[Records from a data collection]
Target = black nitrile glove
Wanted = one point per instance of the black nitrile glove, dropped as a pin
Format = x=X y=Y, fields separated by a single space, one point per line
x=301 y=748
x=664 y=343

--- Task statement ---
If a line in the records above contains the word "glove", copy it.

--- Expected answer ---
Target = black nitrile glove
Wanted = one point per instance of the black nitrile glove, dropped as a pin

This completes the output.